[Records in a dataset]
============
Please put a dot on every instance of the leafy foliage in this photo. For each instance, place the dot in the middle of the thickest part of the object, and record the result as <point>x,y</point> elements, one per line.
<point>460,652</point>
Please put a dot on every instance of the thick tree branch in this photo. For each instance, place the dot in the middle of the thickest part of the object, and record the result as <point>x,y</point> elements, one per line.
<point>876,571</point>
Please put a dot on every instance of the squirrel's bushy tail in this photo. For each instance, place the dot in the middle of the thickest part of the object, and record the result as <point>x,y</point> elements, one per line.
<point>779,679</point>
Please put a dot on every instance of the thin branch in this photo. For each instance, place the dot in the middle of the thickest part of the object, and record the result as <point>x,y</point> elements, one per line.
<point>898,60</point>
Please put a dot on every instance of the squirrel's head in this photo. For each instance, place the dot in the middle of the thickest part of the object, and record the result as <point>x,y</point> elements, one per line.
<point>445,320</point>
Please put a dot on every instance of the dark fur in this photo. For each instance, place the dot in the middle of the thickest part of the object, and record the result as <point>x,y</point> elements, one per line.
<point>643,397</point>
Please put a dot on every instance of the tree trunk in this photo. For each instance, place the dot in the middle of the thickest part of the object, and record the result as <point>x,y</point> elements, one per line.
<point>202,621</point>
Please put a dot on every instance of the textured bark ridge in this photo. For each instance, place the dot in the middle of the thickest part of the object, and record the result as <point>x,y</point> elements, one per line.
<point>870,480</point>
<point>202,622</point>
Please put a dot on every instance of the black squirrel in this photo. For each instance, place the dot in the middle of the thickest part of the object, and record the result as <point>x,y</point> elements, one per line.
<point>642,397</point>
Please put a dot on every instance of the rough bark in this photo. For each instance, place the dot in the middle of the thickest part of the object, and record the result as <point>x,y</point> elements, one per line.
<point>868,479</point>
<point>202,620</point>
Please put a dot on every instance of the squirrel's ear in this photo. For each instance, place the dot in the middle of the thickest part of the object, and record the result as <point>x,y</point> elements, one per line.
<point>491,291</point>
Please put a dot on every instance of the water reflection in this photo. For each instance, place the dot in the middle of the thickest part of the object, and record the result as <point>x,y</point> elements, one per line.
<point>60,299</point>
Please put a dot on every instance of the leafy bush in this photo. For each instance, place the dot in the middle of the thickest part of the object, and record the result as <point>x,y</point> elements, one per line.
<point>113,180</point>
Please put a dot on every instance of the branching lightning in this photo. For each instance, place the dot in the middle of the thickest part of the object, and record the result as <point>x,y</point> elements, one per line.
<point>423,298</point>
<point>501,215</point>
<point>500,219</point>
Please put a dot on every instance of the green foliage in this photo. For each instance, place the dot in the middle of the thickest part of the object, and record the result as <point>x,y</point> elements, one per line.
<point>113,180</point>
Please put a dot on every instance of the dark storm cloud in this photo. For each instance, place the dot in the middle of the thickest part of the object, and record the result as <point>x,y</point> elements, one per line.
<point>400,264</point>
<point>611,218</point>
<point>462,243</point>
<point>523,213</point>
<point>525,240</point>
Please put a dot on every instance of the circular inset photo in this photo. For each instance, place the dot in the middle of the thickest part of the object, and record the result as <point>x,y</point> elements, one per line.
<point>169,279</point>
============
Lay out the material from its first line through the line containing "<point>876,571</point>" as a Markdown table with the columns Row and Line, numbering each line and omitting any blank lines.

• [EXERCISE RESULT]:
| Row | Line |
|---|---|
| 1 | Please put a dot on every instance of the leafy foliage in this photo. For each instance, place the dot in the middle of the thickest part of the object, and record the result as <point>x,y</point> elements, one per line. |
| 2 | <point>460,652</point> |
| 3 | Please put a dot on every instance of the thick tree branch in this photo. For each instance, place the dot in the middle of the thickest part of the object, and record the result as <point>x,y</point> elements, one per line. |
| 4 | <point>876,571</point> |